DOCUMENT EXCERPT
········

The Myth of the "Gay Community"
Are you a regular guy having trouble connecting to gay community? The trouble is not within you - it's due to the unfortunate fact that the gay community doesn't exist. At least, not in the way you think it does.
The term gay community arose as a political term in the 80s, to describe a class of increasingly visible and vocal citizens and voters. And it was true that many queer folks then (and now) feel united in the common struggle for equal rights, basic respect, and the freedom to be ourselves with impunity. There is tremendous power in numbers, and in presenting a unified front. No doubt, fighting against discrimination as well as the AIDS epidemic created a sense of closeness among older generations of gay men.

········

PROBLEM 1
List everything that the text on the myth of the "gay community" names as the aims of the common struggle that queer folks feel united in.
PROBLEM 2
Reproduce the passage of the text on the myth of the "gay community" starting at "Are you a regular" and ending at "think it does.".

Stored records:
········

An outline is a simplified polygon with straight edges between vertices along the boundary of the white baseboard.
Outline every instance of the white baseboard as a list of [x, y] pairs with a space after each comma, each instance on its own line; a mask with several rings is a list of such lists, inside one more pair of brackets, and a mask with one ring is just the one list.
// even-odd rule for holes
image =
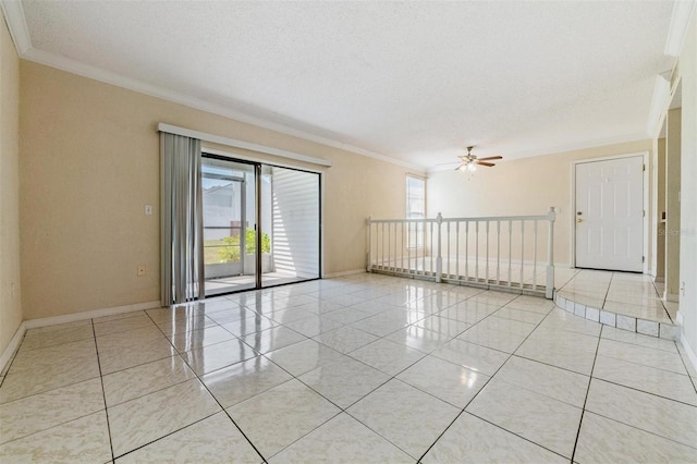
[[683, 350], [687, 353], [687, 358], [693, 364], [695, 370], [697, 370], [697, 354], [695, 354], [695, 350], [687, 343], [687, 338], [685, 337], [685, 331], [681, 334], [680, 343], [683, 345]]
[[115, 306], [111, 308], [86, 310], [84, 313], [73, 313], [63, 316], [41, 317], [39, 319], [29, 319], [26, 321], [27, 329], [36, 329], [37, 327], [56, 326], [58, 323], [75, 322], [77, 320], [94, 319], [103, 316], [113, 316], [122, 313], [131, 313], [134, 310], [159, 308], [160, 302], [135, 303], [133, 305]]
[[348, 270], [348, 271], [341, 271], [341, 272], [331, 272], [331, 273], [326, 273], [325, 274], [325, 279], [333, 279], [335, 277], [343, 277], [343, 276], [353, 276], [355, 273], [364, 273], [366, 272], [365, 269], [353, 269], [353, 270]]
[[22, 343], [22, 339], [24, 339], [25, 332], [26, 323], [22, 322], [20, 323], [20, 327], [17, 327], [17, 331], [14, 332], [14, 337], [12, 337], [12, 340], [10, 340], [10, 344], [7, 349], [4, 349], [2, 355], [0, 356], [0, 373], [4, 374], [5, 367], [8, 367], [8, 363], [10, 363], [10, 359], [12, 359], [14, 352], [16, 352], [20, 347], [20, 343]]

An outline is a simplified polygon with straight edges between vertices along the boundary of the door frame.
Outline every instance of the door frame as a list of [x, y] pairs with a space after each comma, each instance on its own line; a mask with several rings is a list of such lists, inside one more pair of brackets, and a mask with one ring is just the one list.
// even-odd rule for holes
[[[650, 248], [650, 244], [651, 241], [649, 240], [649, 219], [651, 217], [651, 215], [653, 213], [653, 211], [651, 211], [649, 209], [650, 207], [650, 203], [649, 203], [649, 197], [650, 197], [650, 192], [649, 192], [649, 179], [650, 179], [650, 171], [651, 171], [651, 164], [649, 162], [649, 151], [637, 151], [637, 152], [631, 152], [631, 154], [624, 154], [624, 155], [610, 155], [610, 156], [606, 156], [606, 157], [596, 157], [596, 158], [586, 158], [586, 159], [575, 159], [572, 161], [571, 163], [571, 205], [570, 205], [570, 212], [568, 212], [568, 223], [570, 223], [570, 228], [571, 228], [571, 249], [570, 249], [570, 256], [571, 256], [571, 267], [575, 268], [576, 267], [576, 166], [577, 164], [583, 164], [586, 162], [596, 162], [596, 161], [611, 161], [611, 160], [615, 160], [615, 159], [624, 159], [624, 158], [635, 158], [635, 157], [641, 157], [643, 162], [644, 162], [644, 173], [643, 173], [643, 188], [644, 188], [644, 195], [643, 195], [643, 200], [641, 203], [644, 204], [644, 220], [643, 220], [643, 242], [644, 242], [644, 266], [643, 266], [643, 273], [649, 273], [649, 265], [651, 259], [649, 259], [649, 248]], [[651, 255], [652, 256], [652, 255]]]
[[[292, 164], [292, 163], [285, 163], [285, 162], [279, 162], [277, 160], [272, 160], [270, 158], [265, 158], [265, 157], [260, 157], [260, 156], [250, 156], [247, 152], [241, 152], [241, 151], [228, 151], [228, 150], [221, 150], [218, 148], [213, 148], [207, 145], [203, 145], [201, 147], [201, 156], [208, 155], [211, 158], [218, 158], [218, 159], [222, 159], [222, 160], [228, 160], [228, 161], [233, 161], [233, 162], [242, 162], [244, 164], [250, 164], [254, 167], [255, 170], [255, 179], [258, 179], [259, 182], [256, 182], [256, 194], [257, 194], [257, 200], [260, 202], [261, 198], [261, 192], [260, 192], [260, 187], [261, 187], [261, 182], [260, 182], [260, 169], [261, 166], [270, 166], [270, 167], [278, 167], [278, 168], [285, 168], [285, 169], [292, 169], [295, 171], [301, 171], [301, 172], [308, 172], [311, 174], [317, 174], [317, 179], [319, 182], [319, 243], [317, 244], [318, 246], [318, 258], [319, 258], [319, 276], [317, 278], [314, 279], [307, 279], [307, 280], [303, 280], [299, 282], [308, 282], [311, 280], [318, 280], [318, 279], [325, 279], [325, 171], [319, 170], [319, 169], [311, 169], [311, 168], [307, 168], [307, 167], [299, 167], [297, 164]], [[258, 169], [258, 171], [257, 171]], [[261, 208], [260, 205], [257, 204], [257, 211], [256, 211], [256, 219], [257, 219], [257, 223], [261, 224]], [[260, 229], [259, 229], [260, 230]], [[257, 249], [261, 249], [261, 234], [257, 234]], [[256, 265], [257, 265], [257, 269], [261, 269], [261, 254], [258, 253], [257, 257], [256, 257]], [[282, 286], [282, 285], [286, 285], [286, 283], [281, 283], [281, 284], [277, 284], [277, 285], [268, 285], [268, 286], [262, 286], [261, 285], [261, 273], [258, 272], [257, 276], [255, 276], [255, 289], [245, 289], [245, 290], [236, 290], [236, 291], [232, 291], [229, 292], [228, 294], [231, 293], [237, 293], [237, 292], [246, 292], [246, 291], [256, 291], [256, 290], [264, 290], [264, 289], [271, 289], [274, 286]], [[222, 295], [222, 294], [221, 294]], [[216, 295], [218, 296], [218, 295]]]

········

EXERCISE SOLUTION 1
equal rights; basic respect; the freedom to be ourselves with impunity

EXERCISE SOLUTION 2
Are you a regular guy having trouble connecting to gay community? The trouble is not within you - it's due to the unfortunate fact that the gay community doesn't exist. At least, not in the way you think it does.